What you need to do:
Rewrite the rows from the line containing "Where can you see the metal" through the end of the rows, both included, with "umbrella" changed to "parasol" and nothing else altered.

Raw data:
==================================================

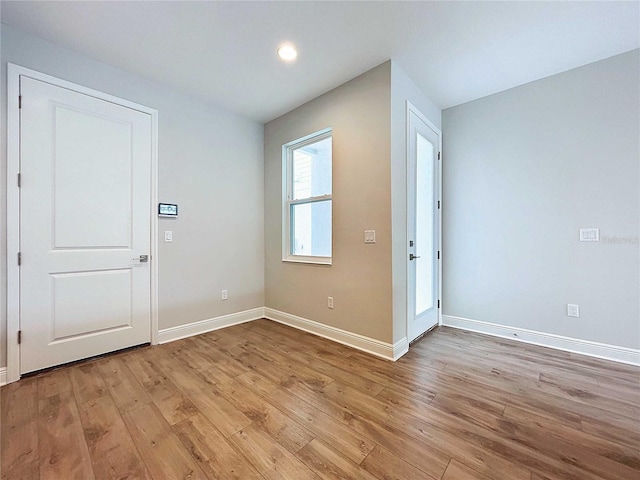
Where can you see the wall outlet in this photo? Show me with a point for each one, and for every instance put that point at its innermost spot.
(589, 234)
(369, 236)
(573, 310)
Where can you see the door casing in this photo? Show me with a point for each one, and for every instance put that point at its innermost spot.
(410, 108)
(14, 72)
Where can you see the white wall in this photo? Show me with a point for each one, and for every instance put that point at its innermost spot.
(524, 170)
(403, 90)
(210, 163)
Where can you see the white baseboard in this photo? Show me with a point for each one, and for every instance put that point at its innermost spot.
(369, 345)
(203, 326)
(575, 345)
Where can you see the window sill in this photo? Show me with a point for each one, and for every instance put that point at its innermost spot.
(309, 260)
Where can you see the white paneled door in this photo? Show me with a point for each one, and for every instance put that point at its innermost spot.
(85, 225)
(423, 226)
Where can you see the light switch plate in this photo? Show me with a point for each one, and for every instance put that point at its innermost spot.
(589, 234)
(369, 236)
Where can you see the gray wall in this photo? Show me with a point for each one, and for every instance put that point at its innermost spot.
(403, 90)
(360, 277)
(210, 163)
(524, 170)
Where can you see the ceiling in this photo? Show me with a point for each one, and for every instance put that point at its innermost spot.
(225, 52)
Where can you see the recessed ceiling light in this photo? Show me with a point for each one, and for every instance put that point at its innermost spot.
(287, 53)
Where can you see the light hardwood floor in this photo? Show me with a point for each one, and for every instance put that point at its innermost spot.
(264, 401)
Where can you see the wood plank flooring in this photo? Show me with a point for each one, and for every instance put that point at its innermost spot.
(264, 401)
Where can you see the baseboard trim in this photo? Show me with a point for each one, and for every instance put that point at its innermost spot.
(369, 345)
(203, 326)
(584, 347)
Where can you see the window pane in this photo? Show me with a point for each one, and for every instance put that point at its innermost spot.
(312, 170)
(425, 265)
(311, 229)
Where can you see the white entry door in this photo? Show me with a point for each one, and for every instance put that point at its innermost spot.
(423, 226)
(85, 213)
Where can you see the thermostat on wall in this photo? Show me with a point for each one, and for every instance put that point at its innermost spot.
(167, 210)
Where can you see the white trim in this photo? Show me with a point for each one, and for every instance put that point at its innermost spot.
(13, 203)
(550, 340)
(410, 108)
(369, 345)
(203, 326)
(13, 223)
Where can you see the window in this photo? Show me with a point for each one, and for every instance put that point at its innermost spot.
(307, 199)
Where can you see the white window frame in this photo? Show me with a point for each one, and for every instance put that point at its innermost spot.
(288, 203)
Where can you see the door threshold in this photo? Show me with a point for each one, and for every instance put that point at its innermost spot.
(82, 360)
(421, 336)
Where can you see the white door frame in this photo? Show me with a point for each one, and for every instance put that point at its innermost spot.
(413, 109)
(13, 203)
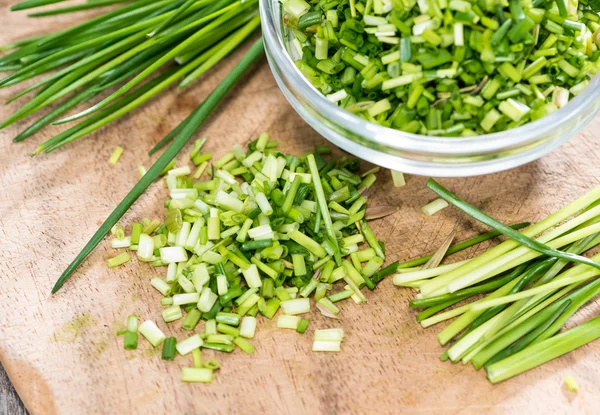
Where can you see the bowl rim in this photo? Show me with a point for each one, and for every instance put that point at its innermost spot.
(402, 141)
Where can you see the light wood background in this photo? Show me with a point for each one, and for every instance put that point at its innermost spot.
(61, 351)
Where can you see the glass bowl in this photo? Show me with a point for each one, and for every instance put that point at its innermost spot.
(412, 153)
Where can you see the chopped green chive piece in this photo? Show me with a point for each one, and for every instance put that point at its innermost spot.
(116, 155)
(203, 375)
(446, 69)
(152, 333)
(120, 259)
(278, 236)
(168, 352)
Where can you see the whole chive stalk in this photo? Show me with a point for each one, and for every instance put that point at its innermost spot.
(544, 351)
(461, 246)
(179, 142)
(506, 230)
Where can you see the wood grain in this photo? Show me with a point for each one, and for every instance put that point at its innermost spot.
(10, 403)
(61, 351)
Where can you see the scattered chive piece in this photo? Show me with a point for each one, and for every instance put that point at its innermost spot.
(398, 178)
(460, 246)
(152, 333)
(302, 326)
(195, 374)
(168, 352)
(116, 155)
(434, 207)
(120, 259)
(571, 383)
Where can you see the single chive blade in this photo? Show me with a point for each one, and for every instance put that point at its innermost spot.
(506, 230)
(154, 172)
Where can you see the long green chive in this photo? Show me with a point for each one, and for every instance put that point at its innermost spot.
(544, 351)
(508, 339)
(460, 246)
(106, 51)
(199, 115)
(506, 230)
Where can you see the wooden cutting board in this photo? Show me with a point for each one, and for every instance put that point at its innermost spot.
(61, 351)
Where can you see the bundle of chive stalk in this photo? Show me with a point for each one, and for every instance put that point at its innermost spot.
(131, 47)
(447, 67)
(531, 290)
(266, 232)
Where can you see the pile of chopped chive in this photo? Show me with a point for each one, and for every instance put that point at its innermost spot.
(266, 231)
(446, 67)
(531, 290)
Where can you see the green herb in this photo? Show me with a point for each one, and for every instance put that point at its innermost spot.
(124, 47)
(457, 69)
(199, 115)
(530, 294)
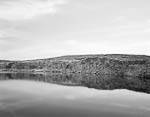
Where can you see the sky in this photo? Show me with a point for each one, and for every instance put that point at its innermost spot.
(35, 29)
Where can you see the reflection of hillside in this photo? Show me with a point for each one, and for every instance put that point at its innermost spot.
(88, 80)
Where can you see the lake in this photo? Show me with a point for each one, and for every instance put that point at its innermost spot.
(73, 95)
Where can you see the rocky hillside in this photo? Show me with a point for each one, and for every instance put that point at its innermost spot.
(114, 64)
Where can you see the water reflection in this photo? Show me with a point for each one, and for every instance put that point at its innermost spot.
(23, 98)
(88, 80)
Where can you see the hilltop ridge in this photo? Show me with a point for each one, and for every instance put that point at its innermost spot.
(115, 64)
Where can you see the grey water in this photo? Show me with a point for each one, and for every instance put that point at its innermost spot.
(73, 95)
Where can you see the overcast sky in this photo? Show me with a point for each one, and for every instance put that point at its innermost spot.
(31, 29)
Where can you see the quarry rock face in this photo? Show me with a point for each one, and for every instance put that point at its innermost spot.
(121, 65)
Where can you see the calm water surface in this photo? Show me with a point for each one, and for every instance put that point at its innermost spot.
(31, 95)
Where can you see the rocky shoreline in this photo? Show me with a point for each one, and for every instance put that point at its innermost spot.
(112, 64)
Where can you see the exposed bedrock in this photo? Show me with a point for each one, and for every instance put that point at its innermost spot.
(122, 65)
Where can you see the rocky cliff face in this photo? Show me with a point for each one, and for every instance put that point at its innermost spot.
(121, 65)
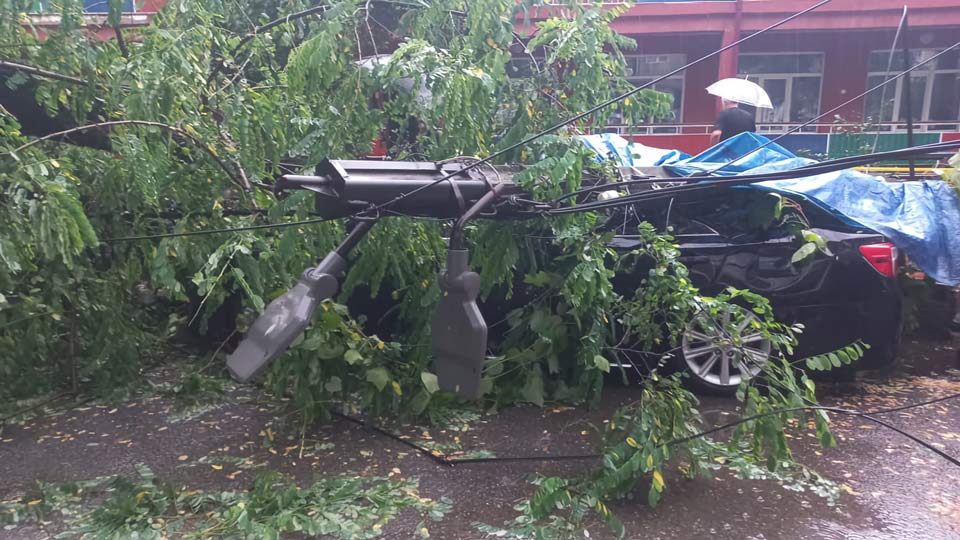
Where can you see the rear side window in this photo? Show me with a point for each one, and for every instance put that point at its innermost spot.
(741, 214)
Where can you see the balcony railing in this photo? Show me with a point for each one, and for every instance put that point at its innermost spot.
(774, 129)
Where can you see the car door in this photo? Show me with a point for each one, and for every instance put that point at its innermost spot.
(730, 239)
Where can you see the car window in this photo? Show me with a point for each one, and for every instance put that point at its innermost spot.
(744, 215)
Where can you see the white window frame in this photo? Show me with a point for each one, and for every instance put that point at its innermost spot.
(659, 126)
(788, 92)
(929, 72)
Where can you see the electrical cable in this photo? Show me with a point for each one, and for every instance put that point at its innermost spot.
(448, 462)
(708, 182)
(883, 93)
(838, 107)
(596, 108)
(822, 167)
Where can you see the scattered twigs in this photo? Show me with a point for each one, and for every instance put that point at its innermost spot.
(236, 176)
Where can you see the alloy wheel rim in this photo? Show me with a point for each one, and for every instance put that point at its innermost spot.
(723, 359)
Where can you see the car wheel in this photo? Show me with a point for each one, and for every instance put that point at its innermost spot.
(718, 360)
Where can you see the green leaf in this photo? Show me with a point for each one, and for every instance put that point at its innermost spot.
(533, 390)
(352, 356)
(601, 363)
(430, 381)
(805, 252)
(834, 359)
(334, 384)
(379, 377)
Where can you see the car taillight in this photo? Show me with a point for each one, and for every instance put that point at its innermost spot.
(883, 257)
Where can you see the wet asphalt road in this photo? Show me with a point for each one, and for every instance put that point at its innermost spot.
(892, 488)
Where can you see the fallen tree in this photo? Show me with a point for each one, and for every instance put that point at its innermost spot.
(109, 251)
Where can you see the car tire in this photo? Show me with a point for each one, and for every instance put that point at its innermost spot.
(716, 361)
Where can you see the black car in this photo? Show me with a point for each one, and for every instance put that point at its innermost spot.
(845, 293)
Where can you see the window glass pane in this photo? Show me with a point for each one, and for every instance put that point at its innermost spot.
(805, 99)
(777, 90)
(655, 64)
(751, 64)
(945, 104)
(917, 87)
(674, 87)
(877, 63)
(889, 96)
(102, 6)
(949, 60)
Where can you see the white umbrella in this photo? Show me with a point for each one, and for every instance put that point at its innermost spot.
(741, 91)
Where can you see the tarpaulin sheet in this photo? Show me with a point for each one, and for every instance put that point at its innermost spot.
(629, 154)
(921, 218)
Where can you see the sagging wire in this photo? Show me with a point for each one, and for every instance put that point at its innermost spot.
(883, 93)
(595, 109)
(440, 459)
(706, 183)
(838, 107)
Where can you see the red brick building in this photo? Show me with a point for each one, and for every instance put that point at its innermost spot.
(808, 66)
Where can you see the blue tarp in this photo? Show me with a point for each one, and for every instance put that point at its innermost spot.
(630, 154)
(921, 218)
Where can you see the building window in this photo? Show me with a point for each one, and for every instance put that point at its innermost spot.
(644, 68)
(89, 6)
(934, 88)
(792, 80)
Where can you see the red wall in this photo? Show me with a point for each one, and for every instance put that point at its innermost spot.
(698, 106)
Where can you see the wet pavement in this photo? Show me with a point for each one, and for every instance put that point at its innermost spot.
(891, 488)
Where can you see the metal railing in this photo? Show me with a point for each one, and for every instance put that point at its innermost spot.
(780, 128)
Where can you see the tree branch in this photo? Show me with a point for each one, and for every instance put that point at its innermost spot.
(217, 69)
(239, 179)
(23, 68)
(121, 43)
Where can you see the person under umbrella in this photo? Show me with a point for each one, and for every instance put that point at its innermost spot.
(733, 120)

==================================================

Output below:
Where can you see the metal railing in this photo? Show me with a point for each one, and for every instance put that point at its innermost spot.
(780, 128)
Where can you see the tree branch in this photo? Show me with a point for each one, and for every instance put that point at its innermost spot.
(217, 69)
(239, 179)
(23, 68)
(121, 43)
Where can you see the person under parasol in this photo? Show me with a point for each one, and for every instance put that point at its innermost spot.
(733, 120)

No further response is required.